• **QUOTED PASSAGE**
+--

The evolutionary paradigm has had a place in AI for a long time [68, 69], mainly as an optimization mechanism [30, 70,71,72,73], but the truly important thing AI can learn from evolution is the set of strategies it uses to generate more and more complex organisms, i.e., evolvability [44,45,46]. As engineers know all too well, building more complex systems can increase the risk of failure exponentially. Evolvability is the capacity to avoid this explosion of risk. It is what makes natural intelligence possible.

The key insight that has emerged from the study of evolvability is that modularity and its diverse modes of deployment play a central role in evolvability [19, 42]. These modes include hierarchical modular composition [74,75,76], encapsulation of critical functions [77, 78], creation of neutral spaces for exploration [79, 80], re-use of modules for different functions [20, 78], and emergent coordination between modules [81, 82]. The brain too has a hierarchical modular structure [22,23,24]. Two important examples of hierarchical modularity enabling complex functions are the cerebral cortex in humans, with its structure of columns [83], hypercolumns [84], cell assemblies [85, 86], etc., and the hierarchical networks underlying motor control [36, 87,88,89,90,91]. Hierarchical modularity is also important because it means that the system is nearly decomposable, i.e., it minimizes cross-module dependencies, which is a key attribute of successful and evolvable complex systems [92, 93]. Evolution exploits this to produce increasingly complex viable systems by deepening modular hierarchies (Fig. 3).

+--

• **INFORMATION PROVIDED**
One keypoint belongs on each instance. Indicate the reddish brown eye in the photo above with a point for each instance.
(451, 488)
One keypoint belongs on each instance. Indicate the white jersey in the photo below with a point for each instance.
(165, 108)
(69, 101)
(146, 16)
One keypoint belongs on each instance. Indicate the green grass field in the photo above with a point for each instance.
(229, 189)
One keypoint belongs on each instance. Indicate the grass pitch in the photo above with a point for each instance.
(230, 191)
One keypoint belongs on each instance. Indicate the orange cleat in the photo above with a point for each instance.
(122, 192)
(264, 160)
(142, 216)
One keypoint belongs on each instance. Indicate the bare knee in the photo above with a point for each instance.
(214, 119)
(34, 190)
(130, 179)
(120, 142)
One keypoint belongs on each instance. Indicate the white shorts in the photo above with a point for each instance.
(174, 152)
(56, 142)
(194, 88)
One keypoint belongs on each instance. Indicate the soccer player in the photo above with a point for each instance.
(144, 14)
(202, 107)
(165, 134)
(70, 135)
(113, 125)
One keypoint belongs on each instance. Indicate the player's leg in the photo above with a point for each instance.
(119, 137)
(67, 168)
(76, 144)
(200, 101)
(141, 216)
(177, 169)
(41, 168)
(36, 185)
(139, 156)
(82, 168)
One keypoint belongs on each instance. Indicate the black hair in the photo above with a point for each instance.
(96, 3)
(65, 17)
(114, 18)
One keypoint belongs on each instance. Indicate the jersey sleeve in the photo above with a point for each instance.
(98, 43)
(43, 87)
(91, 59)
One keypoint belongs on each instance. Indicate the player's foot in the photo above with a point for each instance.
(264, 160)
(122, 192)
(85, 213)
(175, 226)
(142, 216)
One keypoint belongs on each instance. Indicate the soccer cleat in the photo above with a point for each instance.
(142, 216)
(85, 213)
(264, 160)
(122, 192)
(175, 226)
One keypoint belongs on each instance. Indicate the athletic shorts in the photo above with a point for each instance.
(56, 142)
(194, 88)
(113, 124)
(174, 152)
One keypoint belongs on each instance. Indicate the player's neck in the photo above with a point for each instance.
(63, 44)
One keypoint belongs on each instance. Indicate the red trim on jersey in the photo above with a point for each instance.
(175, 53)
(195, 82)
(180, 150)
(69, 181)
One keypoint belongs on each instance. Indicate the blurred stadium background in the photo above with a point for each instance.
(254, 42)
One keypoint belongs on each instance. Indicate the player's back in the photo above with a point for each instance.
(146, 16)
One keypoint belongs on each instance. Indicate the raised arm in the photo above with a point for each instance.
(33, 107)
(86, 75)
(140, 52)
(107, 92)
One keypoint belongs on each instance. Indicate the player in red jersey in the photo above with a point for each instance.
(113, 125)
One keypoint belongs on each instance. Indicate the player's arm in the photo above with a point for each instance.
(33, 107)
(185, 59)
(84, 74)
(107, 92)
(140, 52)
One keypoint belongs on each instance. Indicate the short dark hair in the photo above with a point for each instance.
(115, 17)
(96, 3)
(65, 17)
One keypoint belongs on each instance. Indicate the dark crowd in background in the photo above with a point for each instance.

+--

• **TASKS**
1. Name every mode of deploying modularity that the passage on evolvability and modularity lists.
2. Render this sentence from the passage on evolvability and modularity in Spanish: "As engineers know all too well, building more complex systems can increase the risk of failure exponentially."
3. Continue the passage on evolvability and modularity, picking up after its final sentence.

• **SET OF ANSWERS**
1.
- Hierarchical modular composition
- Encapsulation of critical functions
- Creation of neutral spaces for exploration
- Re-use of modules for different functions
- Emergent coordination between modules

2. Como bien saben los ingenieros, construir sistemas más complejos puede aumentar exponencialmente el riesgo de fallo.

3.
Fig. 3
figure 3

A conceptual view of how evolution builds more complex systems by deepening modular hierarchies with composition and variation

The Role of Development

While evolution has the role of designing potentially useful structures and processes available in all multicellular organisms of any given species, development ensures that each individual organism realizes that potential effectively and efficiently. The importance of a developmental approach to learning has been asserted before in the framework of autonomous mental development, with a focus on autonomy and internal motivation rather than external tuning [24, 31, 34].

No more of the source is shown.